Exercise requirements ▸
Repeat every entry below exactly.

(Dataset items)

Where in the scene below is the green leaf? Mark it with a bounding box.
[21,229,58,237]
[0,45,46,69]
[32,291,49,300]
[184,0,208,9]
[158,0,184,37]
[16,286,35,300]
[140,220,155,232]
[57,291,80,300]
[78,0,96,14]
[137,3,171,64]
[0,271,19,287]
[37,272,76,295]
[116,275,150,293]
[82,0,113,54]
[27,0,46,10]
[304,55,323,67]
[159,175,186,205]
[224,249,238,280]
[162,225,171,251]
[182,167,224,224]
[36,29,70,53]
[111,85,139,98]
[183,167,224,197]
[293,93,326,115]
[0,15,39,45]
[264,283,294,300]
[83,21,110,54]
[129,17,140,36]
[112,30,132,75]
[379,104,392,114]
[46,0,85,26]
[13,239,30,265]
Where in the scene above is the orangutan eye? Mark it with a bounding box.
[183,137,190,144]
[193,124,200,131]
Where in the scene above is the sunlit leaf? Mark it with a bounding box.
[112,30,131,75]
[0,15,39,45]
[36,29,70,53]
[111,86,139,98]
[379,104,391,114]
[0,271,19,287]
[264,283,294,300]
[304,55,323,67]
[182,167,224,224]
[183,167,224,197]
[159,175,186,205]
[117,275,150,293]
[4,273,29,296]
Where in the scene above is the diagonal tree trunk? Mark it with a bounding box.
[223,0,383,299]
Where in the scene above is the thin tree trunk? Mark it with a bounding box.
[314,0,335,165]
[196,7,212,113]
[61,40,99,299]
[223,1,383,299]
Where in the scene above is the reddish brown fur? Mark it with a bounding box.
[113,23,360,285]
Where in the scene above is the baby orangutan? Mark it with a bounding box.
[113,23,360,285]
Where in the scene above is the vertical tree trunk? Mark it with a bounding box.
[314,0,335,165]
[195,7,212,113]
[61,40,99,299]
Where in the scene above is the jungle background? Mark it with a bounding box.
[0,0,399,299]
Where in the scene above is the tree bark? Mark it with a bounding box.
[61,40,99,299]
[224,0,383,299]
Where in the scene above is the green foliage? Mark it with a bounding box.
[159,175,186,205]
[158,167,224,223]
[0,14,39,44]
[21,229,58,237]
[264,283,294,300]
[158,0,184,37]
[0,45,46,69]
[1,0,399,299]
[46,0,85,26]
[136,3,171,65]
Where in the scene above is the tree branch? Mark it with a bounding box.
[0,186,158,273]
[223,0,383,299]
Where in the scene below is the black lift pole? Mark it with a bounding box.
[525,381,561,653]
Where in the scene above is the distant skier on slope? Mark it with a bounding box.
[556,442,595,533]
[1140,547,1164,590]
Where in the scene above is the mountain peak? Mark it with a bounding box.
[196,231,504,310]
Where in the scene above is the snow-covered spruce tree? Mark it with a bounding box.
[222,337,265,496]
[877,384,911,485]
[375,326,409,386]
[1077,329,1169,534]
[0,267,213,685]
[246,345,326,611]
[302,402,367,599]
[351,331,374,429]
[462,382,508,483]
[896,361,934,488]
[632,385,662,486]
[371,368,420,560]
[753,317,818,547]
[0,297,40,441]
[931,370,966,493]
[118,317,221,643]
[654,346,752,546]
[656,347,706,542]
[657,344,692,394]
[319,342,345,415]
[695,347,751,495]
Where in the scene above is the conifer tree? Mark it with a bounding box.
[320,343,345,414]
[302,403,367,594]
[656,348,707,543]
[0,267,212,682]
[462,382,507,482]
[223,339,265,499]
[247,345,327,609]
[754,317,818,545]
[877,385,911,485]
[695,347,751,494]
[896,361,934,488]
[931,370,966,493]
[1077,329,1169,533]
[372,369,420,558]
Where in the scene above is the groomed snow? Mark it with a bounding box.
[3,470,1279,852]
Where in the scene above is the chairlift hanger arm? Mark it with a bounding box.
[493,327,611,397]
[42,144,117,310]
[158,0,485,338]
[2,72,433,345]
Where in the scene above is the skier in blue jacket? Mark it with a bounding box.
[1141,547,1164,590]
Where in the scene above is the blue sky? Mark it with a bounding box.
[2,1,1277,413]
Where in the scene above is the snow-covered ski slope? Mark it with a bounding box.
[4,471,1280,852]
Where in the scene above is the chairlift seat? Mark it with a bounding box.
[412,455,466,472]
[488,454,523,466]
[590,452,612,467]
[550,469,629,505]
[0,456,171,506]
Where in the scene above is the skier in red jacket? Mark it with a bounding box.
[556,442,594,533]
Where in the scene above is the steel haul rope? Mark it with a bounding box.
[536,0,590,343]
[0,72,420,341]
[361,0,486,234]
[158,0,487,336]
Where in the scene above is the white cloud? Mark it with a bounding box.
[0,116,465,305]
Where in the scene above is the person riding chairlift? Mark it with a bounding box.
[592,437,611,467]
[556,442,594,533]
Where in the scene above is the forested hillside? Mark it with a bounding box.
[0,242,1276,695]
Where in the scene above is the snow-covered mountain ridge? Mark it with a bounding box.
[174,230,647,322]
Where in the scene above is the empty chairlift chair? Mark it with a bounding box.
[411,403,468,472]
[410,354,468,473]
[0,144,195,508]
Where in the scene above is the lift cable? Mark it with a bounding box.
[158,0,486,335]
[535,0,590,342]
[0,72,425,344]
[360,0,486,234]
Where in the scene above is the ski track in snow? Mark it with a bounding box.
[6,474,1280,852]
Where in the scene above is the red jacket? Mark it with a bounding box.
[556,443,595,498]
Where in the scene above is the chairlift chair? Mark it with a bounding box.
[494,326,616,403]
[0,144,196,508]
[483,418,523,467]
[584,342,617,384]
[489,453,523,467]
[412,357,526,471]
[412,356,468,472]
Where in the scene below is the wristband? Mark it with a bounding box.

Output of the task ▸
Where in the scene below is the green leaf? Mark it with a bounding box.
[21,229,58,237]
[0,45,46,69]
[32,291,49,300]
[184,0,208,9]
[158,0,184,37]
[16,286,35,300]
[140,220,155,232]
[57,291,80,300]
[78,0,96,14]
[137,3,171,64]
[0,271,19,287]
[37,272,76,295]
[116,275,150,293]
[82,0,113,54]
[27,0,46,10]
[304,55,323,67]
[159,175,186,205]
[224,249,238,280]
[162,225,171,251]
[182,167,224,224]
[36,29,70,53]
[111,85,139,98]
[183,167,224,197]
[293,93,326,115]
[0,15,39,45]
[264,283,294,300]
[83,21,110,54]
[129,17,140,36]
[112,30,132,75]
[379,104,392,114]
[46,0,85,26]
[13,239,30,265]
Where in the scene above is the orangutan eye? Mark it with a bounding box.
[183,137,190,144]
[193,124,200,131]
Where in the scene above is the sunlit leaf? Mark it with a bounding box.
[112,30,131,75]
[0,15,39,45]
[36,29,70,53]
[111,86,139,98]
[379,104,391,114]
[0,271,19,287]
[264,283,294,300]
[304,55,323,67]
[182,167,224,224]
[183,167,224,197]
[159,175,186,205]
[117,275,150,293]
[4,273,29,296]
Where in the scene above is the diagonal tree trunk? Mark it with a bounding box.
[223,0,383,299]
Where in the scene above is the thin tree trunk? Mark it with a bounding box.
[314,0,335,165]
[196,7,212,113]
[61,40,99,299]
[223,1,383,299]
Where in the scene above is the reddish brown fur? Mark it with a bounding box.
[113,23,360,285]
Where in the scene above is the baby orangutan? Mark it with a bounding box.
[113,23,360,285]
Where in the scene above is the vertical tree trunk? Mark it with a bounding box.
[314,0,335,165]
[195,7,212,113]
[61,40,99,299]
Where in the scene above is the jungle background? Mark it with a bounding box.
[0,0,399,299]
Where in the scene above is the tree bark? Mark it with a bounding box.
[61,40,99,299]
[224,0,383,299]
Where in the scene above is the green foliage? Mark it with a bounding box.
[159,175,186,205]
[158,167,224,223]
[0,14,39,44]
[21,229,58,237]
[264,283,294,300]
[158,0,184,37]
[0,45,46,69]
[1,0,399,299]
[46,0,85,26]
[136,3,171,65]
Where in the scene above is the tree branch? Mark it with a bounding box.
[0,186,158,273]
[223,0,383,299]
Where in the scene below is the black lift pole? Mark it with a bounding box.
[525,381,561,653]
Where in the scene above is the distant skier on slope? Mark it with a bounding box.
[556,442,595,533]
[1140,547,1164,590]
Where in the scene above is the mountain peak? Mark it with a bounding box.
[196,231,504,310]
Where in the scene above is the snow-covered spruce tree? Mark it with a bounding box.
[222,337,265,496]
[877,384,911,485]
[375,326,409,386]
[1077,329,1169,534]
[0,267,213,685]
[246,345,326,611]
[302,402,367,599]
[351,331,374,429]
[462,382,508,483]
[896,361,934,488]
[632,385,662,486]
[371,368,420,560]
[753,317,818,547]
[0,297,40,441]
[931,370,966,493]
[118,317,221,643]
[654,346,752,546]
[656,347,706,542]
[657,344,692,394]
[319,342,345,415]
[695,347,751,495]
Where in the scene above is the conifer tree? Mark it with a bounding box.
[320,343,345,414]
[302,403,367,594]
[656,348,707,543]
[0,267,212,682]
[462,382,507,482]
[223,339,265,499]
[247,345,327,609]
[754,317,818,545]
[877,385,911,485]
[695,347,751,494]
[896,361,934,488]
[931,370,966,493]
[1077,329,1169,533]
[372,369,420,558]
Where in the scene above is the groomed snow? Mark it with a bounding box.
[3,470,1279,852]
Where in the scene above is the chairlift hanger arm? Mark it with a bounding box.
[493,327,611,397]
[42,144,117,310]
[158,0,485,338]
[2,72,433,345]
Where in the scene above is the skier in blue jacket? Mark it with a bounding box.
[1141,547,1164,590]
Where in the scene above is the blue sky? Mark it with a bounding box.
[2,1,1277,413]
Where in the scene above is the snow-covered ski slope? Mark it with a bounding box.
[4,471,1280,852]
Where in the scene above is the chairlift seat? Mark it with a bounding box.
[412,455,466,472]
[488,454,523,466]
[590,452,612,467]
[550,469,629,505]
[0,456,171,506]
Where in the scene above is the skier in red jacket? Mark it with a bounding box.
[556,442,594,533]
Where in the scene above is the steel haul rope? Mark it with a bounding box.
[536,0,590,343]
[0,72,420,341]
[361,0,486,234]
[158,0,487,336]
Where in the scene above is the white cloud? Mark it with a bounding box.
[0,116,465,305]
Where in the scene above is the person riding chairlift? Mark it with a bounding box.
[592,437,611,467]
[556,442,594,533]
Where in the scene above is the forested hillside? Mark it with a bounding box.
[0,242,1276,695]
Where in the scene above is the snow-covered mountain ridge? Mark it with a bounding box.
[174,230,647,322]
Where in the scene above is the empty chairlift chair? Mark it with a bounding box.
[411,403,468,472]
[410,354,468,473]
[0,144,195,508]
Where in the scene above is the lift cable? Mark it with a bounding box.
[158,0,486,335]
[535,0,590,342]
[0,72,425,344]
[360,0,486,234]
Where in the scene above is the ski track in snow? Mark it with a bounding box.
[6,474,1280,852]
Where in the scene above is the red jacket? Mark it with a bounding box.
[556,443,595,498]
Where in the scene above is the chairlift chair? Mark it with a bounding box.
[494,326,616,403]
[0,144,196,508]
[483,418,523,467]
[584,342,617,384]
[489,453,523,467]
[412,357,526,471]
[412,356,468,472]
Where in the scene below is the wristband? Mark it with a bounding box.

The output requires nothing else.